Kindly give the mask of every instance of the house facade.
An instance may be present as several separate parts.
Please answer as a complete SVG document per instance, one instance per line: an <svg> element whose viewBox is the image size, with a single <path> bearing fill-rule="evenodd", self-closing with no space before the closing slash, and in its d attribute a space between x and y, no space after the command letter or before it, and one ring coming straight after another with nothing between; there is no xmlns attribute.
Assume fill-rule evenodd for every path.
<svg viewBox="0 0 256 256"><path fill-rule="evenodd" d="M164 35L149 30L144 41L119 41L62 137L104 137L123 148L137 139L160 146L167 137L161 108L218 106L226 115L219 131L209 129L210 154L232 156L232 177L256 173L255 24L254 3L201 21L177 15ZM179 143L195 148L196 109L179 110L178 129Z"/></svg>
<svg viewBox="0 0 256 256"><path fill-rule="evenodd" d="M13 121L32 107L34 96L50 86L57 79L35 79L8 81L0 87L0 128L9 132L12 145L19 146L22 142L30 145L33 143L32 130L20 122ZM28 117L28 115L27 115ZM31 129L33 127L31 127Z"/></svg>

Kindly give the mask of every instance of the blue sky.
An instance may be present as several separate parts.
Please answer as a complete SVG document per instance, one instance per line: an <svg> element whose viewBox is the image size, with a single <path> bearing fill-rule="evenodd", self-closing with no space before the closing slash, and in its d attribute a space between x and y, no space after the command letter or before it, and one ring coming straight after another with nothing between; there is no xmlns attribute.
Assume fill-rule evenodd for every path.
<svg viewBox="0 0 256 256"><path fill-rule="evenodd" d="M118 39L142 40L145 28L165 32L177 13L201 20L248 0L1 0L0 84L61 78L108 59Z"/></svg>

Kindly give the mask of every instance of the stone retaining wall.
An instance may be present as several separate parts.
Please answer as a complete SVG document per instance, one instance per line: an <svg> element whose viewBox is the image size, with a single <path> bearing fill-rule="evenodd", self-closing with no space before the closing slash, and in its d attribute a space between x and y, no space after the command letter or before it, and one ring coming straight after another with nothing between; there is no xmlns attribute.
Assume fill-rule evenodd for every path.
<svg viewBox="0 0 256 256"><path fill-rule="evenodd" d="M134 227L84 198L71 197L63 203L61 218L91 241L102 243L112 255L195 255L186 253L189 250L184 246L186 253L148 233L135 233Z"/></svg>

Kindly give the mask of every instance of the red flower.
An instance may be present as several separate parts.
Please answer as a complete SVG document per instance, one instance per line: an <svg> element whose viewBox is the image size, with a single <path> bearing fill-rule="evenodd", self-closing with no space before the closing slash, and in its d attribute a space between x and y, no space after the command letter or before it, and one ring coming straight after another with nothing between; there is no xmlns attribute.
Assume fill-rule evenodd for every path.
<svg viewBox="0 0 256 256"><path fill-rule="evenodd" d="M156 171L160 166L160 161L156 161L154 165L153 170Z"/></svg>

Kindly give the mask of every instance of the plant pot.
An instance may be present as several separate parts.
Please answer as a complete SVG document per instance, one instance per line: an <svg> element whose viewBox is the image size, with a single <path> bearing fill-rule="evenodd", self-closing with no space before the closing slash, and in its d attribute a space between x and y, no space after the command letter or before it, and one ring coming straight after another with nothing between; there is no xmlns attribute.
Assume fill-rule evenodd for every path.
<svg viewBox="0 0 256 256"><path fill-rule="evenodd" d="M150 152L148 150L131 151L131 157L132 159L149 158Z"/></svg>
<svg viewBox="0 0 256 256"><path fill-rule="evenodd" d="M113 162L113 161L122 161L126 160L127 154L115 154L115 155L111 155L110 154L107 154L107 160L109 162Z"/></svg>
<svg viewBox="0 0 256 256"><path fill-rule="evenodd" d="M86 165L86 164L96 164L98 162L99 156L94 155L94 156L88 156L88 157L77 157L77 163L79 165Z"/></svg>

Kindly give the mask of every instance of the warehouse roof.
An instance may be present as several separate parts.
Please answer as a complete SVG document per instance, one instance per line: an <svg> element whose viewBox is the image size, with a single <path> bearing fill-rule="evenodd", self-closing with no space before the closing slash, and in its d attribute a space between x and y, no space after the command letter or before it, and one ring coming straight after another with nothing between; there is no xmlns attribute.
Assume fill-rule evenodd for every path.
|---|
- _Instructions for the task_
Copy the records verbatim, beginning at the line that contains "Kindly give the mask of every instance of the warehouse" and stopping at the end of the records.

- _Solution_
Kindly give the mask of every instance of the warehouse roof.
An instance may be present as several separate parts.
Please answer as a complete SVG document per instance, one instance per line: an <svg> element whose viewBox is the image size, with a single <path> bearing fill-rule="evenodd", self-closing with no space before the closing slash, and in its d attribute a space between x and y, no space after the command letter or before it, and one ring coming straight after another with nothing between; there is no xmlns attribute.
Assume fill-rule evenodd for every path.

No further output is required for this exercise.